The Saga Of [Redacted]’s Dick

Nothing more succinctly sums up the ability of the press to cover up for its pals than the story that follows, much of which has had to be anonymised. Once again, our free and fearless press has proved less than free and fearless when it comes to exposing, if that is the right word, the dalliances of those who have that same press to watch their backs.

As a well-known film trailer once put it, most of what follows is true.
Sorry, no names, no dick pics

The subject of this story is A Well-Known Media Personality, who cannot be identified in any more detail. We must refer to him as [Redacted]. He is married to Ms [Also Redacted], who is well known in her own right.

Recently, [Redacted] strayed from the straight and narrow, becoming embroiled in a relationship with a woman who works for A Major International Organisation. Regrettably, she cannot be identified either, and we must refer to her as Ms X.

Ms X, at some point during the encounter, took a photo of [Redacted]’s genitalia. And so began The Saga Of [Redacted]’s Dick.

[Redacted] later decided he wanted no more to do with Ms X, who was distinctly unimpressed with this state of affairs. She decided to take her revenge on [Redacted], and would use the photo of his genitalia to do so.

Armed with the photo, she took her story to A Well Known Website, sure in the knowledge that the new media would welcome this opportunity to put one over on [Redacted].

The people at A Well Known Website, sensing the potential of this story to generate More And Bigger Paycheques For Themselves Personally Now, decided to approach A Major Media Organisation, with whom they enjoyed A Close Working Relationship.

This caused quite a stir at A Major Media Organisation, where the photo was referred to middle management, then senior management, finally landing on the desk of the Top Exec. It was that important. And there was one more consideration to take into account.

The Top Exec of A Major Media Organisation and [Redacted] were old friends. They went back many years. And so it was that A Major Media Organisation spiked The Saga Of [Redacted]’s Dick there and then.

And, just to make sure, word was given to the people at A Well Known Website that if they knew what was good for them, they too would take no further action on the story.

All of this meant that Ms X failed to get her story out there, [Redacted] shrugged off his little local difficulty, the Fourth Estate had successfully looked after one of its pals, and the public was denied the kind of story that the press love to run about anyone else.

[Redacted] still struts his stuff around his media patch, knowing that someone has his back. If only it was the same for the little people.

┄┄┄┄┄┄

DIRECTIVE 1 » Update the records from the line containing "Question. Provide a point on each instance of the orange" through the end of the records, replacing "metal railing" with "steel railing" and changing nothing else. Return only that part.
The text and the records are two unrelated pieces of material.

┄┄┄┄┄┄

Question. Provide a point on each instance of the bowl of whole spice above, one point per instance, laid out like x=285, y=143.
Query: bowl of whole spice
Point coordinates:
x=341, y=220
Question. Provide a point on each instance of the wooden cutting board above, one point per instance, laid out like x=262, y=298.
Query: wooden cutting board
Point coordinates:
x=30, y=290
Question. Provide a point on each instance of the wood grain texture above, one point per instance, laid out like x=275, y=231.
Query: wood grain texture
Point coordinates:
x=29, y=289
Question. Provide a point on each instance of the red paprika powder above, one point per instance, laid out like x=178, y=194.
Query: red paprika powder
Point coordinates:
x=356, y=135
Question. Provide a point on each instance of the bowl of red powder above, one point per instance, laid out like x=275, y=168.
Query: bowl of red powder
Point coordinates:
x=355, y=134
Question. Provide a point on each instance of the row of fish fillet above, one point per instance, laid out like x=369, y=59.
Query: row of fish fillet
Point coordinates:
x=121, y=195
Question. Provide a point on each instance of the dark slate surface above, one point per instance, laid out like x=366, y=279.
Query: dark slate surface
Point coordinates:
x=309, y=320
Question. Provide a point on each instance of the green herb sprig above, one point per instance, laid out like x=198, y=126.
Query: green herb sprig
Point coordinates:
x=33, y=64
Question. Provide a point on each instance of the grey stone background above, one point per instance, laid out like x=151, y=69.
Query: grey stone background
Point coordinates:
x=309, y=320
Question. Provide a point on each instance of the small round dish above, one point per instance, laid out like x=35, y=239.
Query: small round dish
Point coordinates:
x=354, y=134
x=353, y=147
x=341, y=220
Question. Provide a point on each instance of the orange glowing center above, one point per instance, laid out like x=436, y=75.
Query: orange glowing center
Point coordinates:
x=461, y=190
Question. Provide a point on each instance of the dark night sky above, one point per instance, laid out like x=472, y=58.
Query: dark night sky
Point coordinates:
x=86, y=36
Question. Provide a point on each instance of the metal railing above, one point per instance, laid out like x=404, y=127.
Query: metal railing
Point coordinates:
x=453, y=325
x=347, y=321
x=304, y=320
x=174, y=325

┄┄┄┄┄┄

DIRECTIVE 2 » For each statement about the saga of [Redacted]'s dick, say whether it agrees with the text and quote the deciding words: (a) the Top Exec and [Redacted] were old friends; (b) Ms X first took her story to A Major Media Organisation; (c) Ms X succeeded in getting her story out.

CORRECT OUTPUT 1 »
Question. Provide a point on each instance of the orange glowing center above, one point per instance, laid out like x=436, y=75.
Query: orange glowing center
Point coordinates:
x=461, y=190
Question. Provide a point on each instance of the dark night sky above, one point per instance, laid out like x=472, y=58.
Query: dark night sky
Point coordinates:
x=86, y=36
Question. Provide a point on each instance of the steel railing above, one point per instance, laid out like x=404, y=127.
Query: steel railing
Point coordinates:
x=453, y=325
x=347, y=321
x=304, y=320
x=174, y=325

CORRECT OUTPUT 2 »
(a) Yes: "The Top Exec of A Major Media Organisation and [Redacted] were old friends."
(b) No: "Armed with the photo, she took her story to A Well Known Website"
(c) No: "Ms X failed to get her story out there"